» Written problem a
Name every person the ham-radio cruising excerpt identifies by name.

» Source excerpt
────────────────

Aug 27, 2023Aug 27, 2023

On his sail boat at Catalina Island, my friend Jeff Nelson, call sign K6GET, has served as the volunteer net-control person for the Chubasco ham Net.

My husband John and I had a book-sales booth at a West Coast boat show, and we were scheduled to give a seminar called Ham Radio for Cruising Mexico.

That morning, a young couple visiting our booth slowly browsed my guidebooks to Mexico and Central America, said that circumnavigating was their dream, and they were in the process of outfitting their boat for just that goal. They bought my books, so I signed them ‘Smooth Seas to Jim and Judy.’

So, I invited them to our ham-radio seminar.

To which Jim replied, “Ham radio! You are nuts? We just bought Starlink; it’s super easy,” said Jim. “We’ll operate our business while cruising paradise.”

Judy said, “Yeah. Our boat’s gonna’ have satellite internet and stream movies all the way around the world,” said Judy.

Jim said, “We already bought a sat phone and an InReach with texting. Why on earth would we bother with more?”

WHY ON EARTH

Well, Jim and Judy have a point: all their gizmos are absolutely brilliant. But, do you know their common vulnerability? They all rely on satellites, so they’re vulnerable to sudden failure. What if Jim and Judy were half way to Hawaii and suddenly the all their satellites went down? And a whale broke their rudder. What if they were searching for a safe anchorage outside Baja before a hurricane hit?

────────────────

» Data provided
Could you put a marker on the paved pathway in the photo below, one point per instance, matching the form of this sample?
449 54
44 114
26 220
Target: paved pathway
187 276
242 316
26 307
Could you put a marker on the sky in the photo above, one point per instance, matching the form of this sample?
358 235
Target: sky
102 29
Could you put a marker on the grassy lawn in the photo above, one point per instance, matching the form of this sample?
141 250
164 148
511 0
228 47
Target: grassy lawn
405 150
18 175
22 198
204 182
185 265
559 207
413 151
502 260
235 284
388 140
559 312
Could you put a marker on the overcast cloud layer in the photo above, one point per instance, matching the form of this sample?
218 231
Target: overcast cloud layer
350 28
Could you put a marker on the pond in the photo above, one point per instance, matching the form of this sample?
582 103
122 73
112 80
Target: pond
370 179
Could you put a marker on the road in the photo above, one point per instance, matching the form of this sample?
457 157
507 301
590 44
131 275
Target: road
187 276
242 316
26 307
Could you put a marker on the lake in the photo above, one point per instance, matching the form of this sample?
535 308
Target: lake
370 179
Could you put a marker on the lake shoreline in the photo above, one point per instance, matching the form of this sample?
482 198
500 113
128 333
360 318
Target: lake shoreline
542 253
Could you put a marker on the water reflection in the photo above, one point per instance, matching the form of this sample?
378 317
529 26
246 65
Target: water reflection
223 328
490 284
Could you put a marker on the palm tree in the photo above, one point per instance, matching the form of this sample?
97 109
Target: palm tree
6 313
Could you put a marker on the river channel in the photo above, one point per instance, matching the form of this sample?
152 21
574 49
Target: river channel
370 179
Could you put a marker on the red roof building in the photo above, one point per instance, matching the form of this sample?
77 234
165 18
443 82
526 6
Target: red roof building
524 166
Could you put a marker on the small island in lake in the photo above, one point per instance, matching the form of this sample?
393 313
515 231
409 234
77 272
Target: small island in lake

────────────────

» Written problem b
Repeat the lines of the listing from the line containing "Could you put a marker on the water" through the end of the listing, both ends included.

» Full solution a
Jeff Nelson, John, Jim, Judy

» Full solution b
Could you put a marker on the water reflection in the photo above, one point per instance, matching the form of this sample?
378 317
529 26
246 65
Target: water reflection
223 328
490 284
Could you put a marker on the palm tree in the photo above, one point per instance, matching the form of this sample?
97 109
Target: palm tree
6 313
Could you put a marker on the river channel in the photo above, one point per instance, matching the form of this sample?
152 21
574 49
Target: river channel
370 179
Could you put a marker on the red roof building in the photo above, one point per instance, matching the form of this sample?
77 234
165 18
443 82
526 6
Target: red roof building
524 166
Could you put a marker on the small island in lake in the photo above, one point per instance, matching the form of this sample?
393 313
515 231
409 234
77 272
Target: small island in lake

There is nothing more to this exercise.